## Extracted information
— BEGIN —

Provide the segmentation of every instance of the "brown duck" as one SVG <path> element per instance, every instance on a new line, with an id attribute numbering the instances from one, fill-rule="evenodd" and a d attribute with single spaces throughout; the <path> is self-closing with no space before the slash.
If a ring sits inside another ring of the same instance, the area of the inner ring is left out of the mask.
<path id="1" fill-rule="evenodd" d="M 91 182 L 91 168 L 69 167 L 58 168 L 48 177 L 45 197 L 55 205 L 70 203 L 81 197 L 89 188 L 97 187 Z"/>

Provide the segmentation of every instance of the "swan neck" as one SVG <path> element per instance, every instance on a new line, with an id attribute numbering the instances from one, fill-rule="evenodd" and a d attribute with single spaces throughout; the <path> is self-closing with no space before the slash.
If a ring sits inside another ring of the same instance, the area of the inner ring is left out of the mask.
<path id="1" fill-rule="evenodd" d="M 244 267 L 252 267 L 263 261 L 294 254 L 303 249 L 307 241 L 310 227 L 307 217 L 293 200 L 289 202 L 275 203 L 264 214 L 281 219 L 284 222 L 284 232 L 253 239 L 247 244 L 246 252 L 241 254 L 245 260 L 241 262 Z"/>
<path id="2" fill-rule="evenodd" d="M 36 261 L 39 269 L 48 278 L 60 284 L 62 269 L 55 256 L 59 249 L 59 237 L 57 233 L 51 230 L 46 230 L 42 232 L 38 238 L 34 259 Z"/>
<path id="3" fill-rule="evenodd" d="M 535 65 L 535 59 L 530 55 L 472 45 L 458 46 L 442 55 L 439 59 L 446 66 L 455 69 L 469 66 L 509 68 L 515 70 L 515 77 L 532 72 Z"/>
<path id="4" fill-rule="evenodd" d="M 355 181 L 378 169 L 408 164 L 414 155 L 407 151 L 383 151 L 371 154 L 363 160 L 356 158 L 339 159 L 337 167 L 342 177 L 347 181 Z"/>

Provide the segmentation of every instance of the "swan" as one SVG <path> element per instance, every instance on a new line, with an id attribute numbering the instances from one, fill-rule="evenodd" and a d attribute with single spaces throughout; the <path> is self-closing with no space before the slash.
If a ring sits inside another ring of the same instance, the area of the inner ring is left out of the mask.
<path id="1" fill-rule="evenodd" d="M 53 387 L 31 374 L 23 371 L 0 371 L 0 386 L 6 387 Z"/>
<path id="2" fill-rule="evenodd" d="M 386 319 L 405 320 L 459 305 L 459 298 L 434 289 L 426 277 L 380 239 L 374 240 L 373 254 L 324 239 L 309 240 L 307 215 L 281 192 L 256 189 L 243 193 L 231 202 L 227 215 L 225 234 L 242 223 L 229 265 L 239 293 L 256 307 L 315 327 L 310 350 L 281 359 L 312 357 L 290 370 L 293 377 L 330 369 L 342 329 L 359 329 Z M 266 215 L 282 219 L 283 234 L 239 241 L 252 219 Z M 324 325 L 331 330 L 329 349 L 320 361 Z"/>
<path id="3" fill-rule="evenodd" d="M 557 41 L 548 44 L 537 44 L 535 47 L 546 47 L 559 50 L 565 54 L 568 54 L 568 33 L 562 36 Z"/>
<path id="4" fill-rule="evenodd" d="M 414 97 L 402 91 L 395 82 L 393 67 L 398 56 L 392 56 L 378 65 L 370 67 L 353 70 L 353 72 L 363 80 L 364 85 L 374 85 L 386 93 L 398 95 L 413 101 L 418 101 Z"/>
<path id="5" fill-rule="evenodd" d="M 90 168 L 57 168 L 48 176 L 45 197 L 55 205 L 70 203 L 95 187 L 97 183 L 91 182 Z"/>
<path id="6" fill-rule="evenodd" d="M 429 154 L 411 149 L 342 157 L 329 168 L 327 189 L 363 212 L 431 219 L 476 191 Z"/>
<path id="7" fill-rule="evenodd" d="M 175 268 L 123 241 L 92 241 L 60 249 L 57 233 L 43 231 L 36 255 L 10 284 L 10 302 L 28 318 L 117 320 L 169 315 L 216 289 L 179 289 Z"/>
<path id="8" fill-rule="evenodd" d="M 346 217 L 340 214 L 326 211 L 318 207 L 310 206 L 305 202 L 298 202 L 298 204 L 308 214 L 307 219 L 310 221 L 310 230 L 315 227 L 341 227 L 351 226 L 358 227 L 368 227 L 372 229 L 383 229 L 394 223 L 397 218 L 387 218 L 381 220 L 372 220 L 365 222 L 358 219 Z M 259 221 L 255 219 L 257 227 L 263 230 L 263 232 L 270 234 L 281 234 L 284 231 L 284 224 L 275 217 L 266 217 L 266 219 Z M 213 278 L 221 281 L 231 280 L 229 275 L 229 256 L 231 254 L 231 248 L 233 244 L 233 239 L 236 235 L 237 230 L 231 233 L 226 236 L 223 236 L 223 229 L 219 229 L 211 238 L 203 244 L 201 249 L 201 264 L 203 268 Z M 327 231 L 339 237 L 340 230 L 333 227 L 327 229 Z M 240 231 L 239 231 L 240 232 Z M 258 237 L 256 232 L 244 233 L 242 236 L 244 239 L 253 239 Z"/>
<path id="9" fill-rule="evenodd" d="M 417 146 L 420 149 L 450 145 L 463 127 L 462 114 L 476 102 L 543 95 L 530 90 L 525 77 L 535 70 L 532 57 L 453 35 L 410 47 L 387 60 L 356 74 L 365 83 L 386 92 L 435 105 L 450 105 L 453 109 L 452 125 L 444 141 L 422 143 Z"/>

— END —

## Exercise brief
Rescale the lines from the first one through the line with "91 182 L 91", reproducing every line in that span, requests included, with each coordinate in the path outlines multiplied by 0.5 and rounded to a whole number, halves rounding up. Include only those lines.

## Exercise result
Provide the segmentation of every instance of the "brown duck" as one SVG <path> element per instance, every instance on a new line, with an id attribute numbering the instances from one, fill-rule="evenodd" and a d attribute with single spaces throughout; the <path> is self-closing with no space before the slash.
If a ring sits inside another ring of the same instance, the area of the inner ring is left out of the mask.
<path id="1" fill-rule="evenodd" d="M 46 91 L 46 84 L 35 84 L 29 84 L 24 89 L 23 99 L 28 103 L 35 102 L 41 99 L 45 94 L 49 94 Z"/>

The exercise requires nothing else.